Information provided
......
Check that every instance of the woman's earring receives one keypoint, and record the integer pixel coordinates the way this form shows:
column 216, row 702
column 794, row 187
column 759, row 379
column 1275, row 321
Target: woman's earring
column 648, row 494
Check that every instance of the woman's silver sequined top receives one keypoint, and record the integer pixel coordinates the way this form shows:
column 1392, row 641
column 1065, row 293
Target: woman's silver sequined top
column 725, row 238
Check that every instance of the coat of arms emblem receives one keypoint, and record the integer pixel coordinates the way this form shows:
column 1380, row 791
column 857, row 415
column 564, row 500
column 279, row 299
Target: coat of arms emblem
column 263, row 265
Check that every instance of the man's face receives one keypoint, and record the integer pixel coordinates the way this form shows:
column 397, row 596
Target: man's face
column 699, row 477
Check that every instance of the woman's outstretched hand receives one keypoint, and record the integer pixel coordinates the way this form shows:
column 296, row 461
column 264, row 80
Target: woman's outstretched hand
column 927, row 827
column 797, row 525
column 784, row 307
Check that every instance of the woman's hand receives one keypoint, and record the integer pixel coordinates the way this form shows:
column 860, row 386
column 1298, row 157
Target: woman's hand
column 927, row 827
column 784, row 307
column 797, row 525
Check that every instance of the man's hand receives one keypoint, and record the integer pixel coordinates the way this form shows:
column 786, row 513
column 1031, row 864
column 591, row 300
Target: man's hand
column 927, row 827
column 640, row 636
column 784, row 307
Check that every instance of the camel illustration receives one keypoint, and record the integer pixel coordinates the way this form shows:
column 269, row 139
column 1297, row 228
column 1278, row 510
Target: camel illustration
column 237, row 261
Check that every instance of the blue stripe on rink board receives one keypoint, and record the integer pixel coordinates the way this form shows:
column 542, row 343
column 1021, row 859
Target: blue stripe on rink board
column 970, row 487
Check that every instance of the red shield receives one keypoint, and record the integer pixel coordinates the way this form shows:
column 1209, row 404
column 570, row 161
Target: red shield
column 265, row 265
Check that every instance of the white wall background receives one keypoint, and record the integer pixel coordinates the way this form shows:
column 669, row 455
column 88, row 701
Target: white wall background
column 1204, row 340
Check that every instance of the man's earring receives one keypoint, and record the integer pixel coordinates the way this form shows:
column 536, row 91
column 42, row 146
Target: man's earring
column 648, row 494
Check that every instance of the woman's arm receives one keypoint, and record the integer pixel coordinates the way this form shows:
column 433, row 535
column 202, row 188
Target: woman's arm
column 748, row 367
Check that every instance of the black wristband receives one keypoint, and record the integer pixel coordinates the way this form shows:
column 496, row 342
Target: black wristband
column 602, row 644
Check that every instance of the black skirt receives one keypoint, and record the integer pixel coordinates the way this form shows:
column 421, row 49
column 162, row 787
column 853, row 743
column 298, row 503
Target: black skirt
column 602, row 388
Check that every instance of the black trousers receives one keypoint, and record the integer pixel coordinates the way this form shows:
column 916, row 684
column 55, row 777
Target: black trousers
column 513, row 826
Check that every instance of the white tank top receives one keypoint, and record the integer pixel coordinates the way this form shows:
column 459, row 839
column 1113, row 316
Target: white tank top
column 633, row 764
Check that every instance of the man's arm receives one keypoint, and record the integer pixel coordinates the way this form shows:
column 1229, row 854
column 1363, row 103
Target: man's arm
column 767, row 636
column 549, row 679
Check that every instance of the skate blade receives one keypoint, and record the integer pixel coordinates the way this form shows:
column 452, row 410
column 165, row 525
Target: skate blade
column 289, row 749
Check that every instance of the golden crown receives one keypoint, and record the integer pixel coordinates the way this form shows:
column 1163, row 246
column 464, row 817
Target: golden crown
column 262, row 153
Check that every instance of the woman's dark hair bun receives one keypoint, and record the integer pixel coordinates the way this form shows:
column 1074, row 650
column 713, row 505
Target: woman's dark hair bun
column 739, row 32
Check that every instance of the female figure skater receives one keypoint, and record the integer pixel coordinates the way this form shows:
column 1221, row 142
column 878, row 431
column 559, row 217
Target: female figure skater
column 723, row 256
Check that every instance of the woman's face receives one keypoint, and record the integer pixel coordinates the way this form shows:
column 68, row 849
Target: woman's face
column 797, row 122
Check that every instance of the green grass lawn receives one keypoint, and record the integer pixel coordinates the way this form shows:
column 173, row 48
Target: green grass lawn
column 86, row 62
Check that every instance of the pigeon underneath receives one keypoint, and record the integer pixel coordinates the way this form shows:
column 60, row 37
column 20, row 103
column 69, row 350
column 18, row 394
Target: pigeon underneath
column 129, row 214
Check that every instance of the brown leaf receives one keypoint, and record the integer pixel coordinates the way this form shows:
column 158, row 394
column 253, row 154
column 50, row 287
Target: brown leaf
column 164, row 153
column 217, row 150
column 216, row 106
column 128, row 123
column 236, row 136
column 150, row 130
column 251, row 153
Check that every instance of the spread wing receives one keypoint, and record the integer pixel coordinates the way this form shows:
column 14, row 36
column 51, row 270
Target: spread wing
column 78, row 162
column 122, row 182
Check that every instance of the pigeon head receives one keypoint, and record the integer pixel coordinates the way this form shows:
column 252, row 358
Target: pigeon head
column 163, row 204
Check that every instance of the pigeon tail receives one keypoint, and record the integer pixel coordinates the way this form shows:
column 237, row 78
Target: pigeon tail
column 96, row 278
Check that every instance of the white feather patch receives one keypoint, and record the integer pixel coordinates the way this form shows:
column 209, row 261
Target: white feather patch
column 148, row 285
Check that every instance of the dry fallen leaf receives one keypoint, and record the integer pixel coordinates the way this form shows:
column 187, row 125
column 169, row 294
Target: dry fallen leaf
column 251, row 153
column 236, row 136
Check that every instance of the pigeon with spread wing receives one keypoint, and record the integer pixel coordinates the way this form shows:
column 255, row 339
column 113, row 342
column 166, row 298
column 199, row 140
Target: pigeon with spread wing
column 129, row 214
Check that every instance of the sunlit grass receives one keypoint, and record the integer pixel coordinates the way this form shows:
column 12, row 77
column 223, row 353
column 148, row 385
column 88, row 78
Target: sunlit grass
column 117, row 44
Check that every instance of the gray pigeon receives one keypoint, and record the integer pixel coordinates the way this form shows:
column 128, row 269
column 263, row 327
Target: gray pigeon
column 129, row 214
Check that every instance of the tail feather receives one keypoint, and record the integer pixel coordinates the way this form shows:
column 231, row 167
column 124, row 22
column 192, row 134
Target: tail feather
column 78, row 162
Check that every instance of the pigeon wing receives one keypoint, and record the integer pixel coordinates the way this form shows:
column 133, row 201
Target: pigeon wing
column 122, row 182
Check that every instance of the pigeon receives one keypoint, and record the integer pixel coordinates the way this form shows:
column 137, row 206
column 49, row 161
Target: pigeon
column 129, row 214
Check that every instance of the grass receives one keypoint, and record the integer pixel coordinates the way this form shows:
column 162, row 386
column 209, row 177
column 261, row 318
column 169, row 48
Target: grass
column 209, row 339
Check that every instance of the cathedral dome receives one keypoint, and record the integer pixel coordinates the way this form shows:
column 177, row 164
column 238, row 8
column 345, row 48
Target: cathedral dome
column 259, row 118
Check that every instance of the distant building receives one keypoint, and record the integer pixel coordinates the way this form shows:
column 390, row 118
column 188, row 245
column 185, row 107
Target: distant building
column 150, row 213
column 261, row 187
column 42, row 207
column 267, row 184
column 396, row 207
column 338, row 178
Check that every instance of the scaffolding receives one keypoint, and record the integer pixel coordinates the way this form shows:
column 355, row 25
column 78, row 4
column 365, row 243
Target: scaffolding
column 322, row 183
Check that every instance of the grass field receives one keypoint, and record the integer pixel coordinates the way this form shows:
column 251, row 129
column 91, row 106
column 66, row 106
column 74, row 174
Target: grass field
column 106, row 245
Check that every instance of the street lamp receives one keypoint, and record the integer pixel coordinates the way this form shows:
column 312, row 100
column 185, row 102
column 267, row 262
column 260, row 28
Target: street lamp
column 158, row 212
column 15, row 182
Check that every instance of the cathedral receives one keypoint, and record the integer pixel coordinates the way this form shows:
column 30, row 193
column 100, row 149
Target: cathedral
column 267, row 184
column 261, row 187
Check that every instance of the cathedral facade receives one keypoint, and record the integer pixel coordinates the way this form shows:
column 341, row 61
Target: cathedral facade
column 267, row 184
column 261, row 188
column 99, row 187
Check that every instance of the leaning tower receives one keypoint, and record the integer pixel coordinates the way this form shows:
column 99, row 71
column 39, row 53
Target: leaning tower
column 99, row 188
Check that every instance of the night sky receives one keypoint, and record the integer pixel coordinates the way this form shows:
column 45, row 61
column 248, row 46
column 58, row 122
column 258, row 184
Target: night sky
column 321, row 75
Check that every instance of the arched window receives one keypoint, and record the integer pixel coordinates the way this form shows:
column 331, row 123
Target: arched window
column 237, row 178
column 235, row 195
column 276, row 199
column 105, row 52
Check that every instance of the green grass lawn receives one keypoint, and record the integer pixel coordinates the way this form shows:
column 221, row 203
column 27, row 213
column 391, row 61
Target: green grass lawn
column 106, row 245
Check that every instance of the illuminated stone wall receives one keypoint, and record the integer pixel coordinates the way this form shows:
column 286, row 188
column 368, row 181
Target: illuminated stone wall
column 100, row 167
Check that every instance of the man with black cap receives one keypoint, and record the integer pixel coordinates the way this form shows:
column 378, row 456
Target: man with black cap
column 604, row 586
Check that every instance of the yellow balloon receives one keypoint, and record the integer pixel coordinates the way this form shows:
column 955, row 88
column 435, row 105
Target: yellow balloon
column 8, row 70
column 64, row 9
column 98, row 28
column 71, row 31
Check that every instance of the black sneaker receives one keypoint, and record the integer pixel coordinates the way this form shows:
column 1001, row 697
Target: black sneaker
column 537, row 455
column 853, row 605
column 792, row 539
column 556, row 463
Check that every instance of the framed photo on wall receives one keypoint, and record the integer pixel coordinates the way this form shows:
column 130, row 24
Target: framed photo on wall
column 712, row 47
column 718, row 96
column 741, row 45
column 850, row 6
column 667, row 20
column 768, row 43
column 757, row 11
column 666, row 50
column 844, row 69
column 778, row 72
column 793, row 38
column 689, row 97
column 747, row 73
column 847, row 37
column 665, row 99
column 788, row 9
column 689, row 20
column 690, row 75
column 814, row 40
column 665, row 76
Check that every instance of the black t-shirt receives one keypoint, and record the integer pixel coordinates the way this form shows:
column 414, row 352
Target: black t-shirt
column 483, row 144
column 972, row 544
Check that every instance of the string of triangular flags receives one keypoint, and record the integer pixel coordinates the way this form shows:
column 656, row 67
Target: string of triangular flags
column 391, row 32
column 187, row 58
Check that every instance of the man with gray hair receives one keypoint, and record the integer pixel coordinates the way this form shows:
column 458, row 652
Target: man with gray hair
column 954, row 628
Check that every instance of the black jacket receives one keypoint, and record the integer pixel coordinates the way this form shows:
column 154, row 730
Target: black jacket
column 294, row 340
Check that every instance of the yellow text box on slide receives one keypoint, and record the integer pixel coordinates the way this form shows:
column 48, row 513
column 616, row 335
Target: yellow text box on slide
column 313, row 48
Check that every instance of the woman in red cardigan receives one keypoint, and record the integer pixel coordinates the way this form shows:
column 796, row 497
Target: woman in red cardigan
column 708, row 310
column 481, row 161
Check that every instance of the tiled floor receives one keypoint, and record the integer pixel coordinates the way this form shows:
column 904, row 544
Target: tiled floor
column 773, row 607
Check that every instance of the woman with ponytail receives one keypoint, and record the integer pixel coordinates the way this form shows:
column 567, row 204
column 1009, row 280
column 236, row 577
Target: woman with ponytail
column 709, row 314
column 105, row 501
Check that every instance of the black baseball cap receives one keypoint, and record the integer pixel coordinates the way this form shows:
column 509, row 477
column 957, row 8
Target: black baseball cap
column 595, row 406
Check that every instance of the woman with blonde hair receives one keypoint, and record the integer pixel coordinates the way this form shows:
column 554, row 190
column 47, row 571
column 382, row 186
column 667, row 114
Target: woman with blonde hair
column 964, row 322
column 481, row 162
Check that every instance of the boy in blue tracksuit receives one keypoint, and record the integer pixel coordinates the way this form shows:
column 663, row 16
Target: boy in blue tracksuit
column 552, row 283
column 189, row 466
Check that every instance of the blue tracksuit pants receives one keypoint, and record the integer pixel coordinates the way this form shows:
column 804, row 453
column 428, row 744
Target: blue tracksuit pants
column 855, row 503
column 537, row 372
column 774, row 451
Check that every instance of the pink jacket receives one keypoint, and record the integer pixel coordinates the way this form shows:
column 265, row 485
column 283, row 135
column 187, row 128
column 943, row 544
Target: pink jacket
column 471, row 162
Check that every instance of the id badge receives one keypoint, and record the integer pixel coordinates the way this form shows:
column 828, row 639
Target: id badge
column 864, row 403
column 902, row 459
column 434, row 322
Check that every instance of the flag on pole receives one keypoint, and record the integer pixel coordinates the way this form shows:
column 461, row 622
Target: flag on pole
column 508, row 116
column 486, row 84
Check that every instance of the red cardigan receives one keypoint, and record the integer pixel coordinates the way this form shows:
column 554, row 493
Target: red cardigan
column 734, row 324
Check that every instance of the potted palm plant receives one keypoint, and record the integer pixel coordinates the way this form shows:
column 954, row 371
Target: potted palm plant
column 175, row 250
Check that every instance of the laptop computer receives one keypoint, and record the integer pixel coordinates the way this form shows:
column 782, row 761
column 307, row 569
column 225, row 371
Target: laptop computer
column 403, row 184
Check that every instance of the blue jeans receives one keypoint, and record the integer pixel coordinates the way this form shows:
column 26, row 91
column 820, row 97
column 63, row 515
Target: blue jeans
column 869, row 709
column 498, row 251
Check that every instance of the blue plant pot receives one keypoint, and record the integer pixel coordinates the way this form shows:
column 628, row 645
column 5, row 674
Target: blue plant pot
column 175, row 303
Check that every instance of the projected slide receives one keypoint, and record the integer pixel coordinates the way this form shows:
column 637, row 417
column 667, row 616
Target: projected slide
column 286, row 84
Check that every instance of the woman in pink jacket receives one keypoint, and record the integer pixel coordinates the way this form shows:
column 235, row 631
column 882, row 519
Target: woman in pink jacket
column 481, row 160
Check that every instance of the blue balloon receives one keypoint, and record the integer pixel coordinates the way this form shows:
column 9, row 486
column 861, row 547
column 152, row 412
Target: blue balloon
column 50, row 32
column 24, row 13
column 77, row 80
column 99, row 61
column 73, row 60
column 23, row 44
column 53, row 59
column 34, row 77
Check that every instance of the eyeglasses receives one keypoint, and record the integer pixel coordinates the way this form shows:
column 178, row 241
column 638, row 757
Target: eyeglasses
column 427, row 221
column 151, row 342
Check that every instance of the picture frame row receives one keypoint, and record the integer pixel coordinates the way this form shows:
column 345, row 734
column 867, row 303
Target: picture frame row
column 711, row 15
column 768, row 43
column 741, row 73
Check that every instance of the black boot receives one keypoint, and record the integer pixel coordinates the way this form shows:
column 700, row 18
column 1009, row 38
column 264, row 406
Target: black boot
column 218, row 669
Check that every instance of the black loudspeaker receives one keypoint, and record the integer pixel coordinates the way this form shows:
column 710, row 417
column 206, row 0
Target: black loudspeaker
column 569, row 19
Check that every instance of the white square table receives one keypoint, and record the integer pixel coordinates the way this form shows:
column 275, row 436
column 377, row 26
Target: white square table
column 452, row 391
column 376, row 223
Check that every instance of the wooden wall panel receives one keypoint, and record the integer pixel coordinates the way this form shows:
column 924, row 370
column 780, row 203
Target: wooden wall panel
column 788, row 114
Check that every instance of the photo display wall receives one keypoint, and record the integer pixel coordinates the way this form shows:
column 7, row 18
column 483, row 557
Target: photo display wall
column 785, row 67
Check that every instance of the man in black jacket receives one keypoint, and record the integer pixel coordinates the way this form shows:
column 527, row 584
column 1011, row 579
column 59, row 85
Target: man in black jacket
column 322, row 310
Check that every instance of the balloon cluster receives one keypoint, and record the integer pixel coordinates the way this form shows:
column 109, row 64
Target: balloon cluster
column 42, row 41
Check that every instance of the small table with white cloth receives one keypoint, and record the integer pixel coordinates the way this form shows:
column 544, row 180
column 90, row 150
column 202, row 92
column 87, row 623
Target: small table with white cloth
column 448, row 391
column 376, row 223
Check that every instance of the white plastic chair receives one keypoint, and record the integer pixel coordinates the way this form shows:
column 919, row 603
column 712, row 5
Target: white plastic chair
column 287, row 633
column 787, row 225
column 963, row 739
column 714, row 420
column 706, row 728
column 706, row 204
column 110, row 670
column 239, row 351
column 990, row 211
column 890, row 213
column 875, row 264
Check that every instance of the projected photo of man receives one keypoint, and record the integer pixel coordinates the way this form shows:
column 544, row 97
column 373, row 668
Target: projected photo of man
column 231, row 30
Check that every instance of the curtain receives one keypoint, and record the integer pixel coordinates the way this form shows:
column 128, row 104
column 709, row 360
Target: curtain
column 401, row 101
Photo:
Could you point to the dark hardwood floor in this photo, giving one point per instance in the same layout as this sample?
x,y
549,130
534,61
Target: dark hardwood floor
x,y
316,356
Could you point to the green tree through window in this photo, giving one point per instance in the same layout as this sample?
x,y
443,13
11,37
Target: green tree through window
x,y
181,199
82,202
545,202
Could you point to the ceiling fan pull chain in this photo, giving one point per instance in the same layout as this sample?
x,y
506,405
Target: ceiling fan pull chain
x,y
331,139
......
Problem requirements
Exactly reproduce the lines from the one containing "Check that every instance of the small" through the end of the records, and only those lines.

Exercise response
Check that every instance of the small table with white cloth receives one keypoint, and record the integer pixel coordinates the way this form shows:
column 544, row 180
column 90, row 150
column 202, row 92
column 87, row 623
Target: small table with white cloth
column 448, row 391
column 376, row 223
Check that every instance of the white plastic chair receives one keypoint, and record the integer pixel coordinates the way this form shows:
column 919, row 603
column 712, row 5
Target: white plastic chair
column 287, row 633
column 787, row 225
column 963, row 739
column 714, row 420
column 706, row 728
column 706, row 204
column 110, row 670
column 239, row 351
column 990, row 211
column 890, row 213
column 875, row 264
Check that every instance of the projected photo of man receives one keypoint, and record the integer pixel coordinates the way this form shows:
column 544, row 97
column 373, row 668
Target: projected photo of man
column 231, row 30
Check that every instance of the curtain receives one keypoint, and record the integer pixel coordinates the way this form shows:
column 128, row 104
column 709, row 360
Target: curtain
column 401, row 101
Photo:
Could you point to the dark hardwood floor in this photo, giving one point per instance in the same layout as this sample?
x,y
549,130
534,61
Target: dark hardwood floor
x,y
316,356
Could you point to the green tree through window in this photo, giving one point per instance in the same layout as this sample?
x,y
443,13
11,37
Target: green tree through window
x,y
181,199
82,202
545,202
Could you point to the ceiling fan pull chain in this photo, giving one point per instance in the same layout as this sample?
x,y
506,405
Target: ceiling fan pull chain
x,y
331,139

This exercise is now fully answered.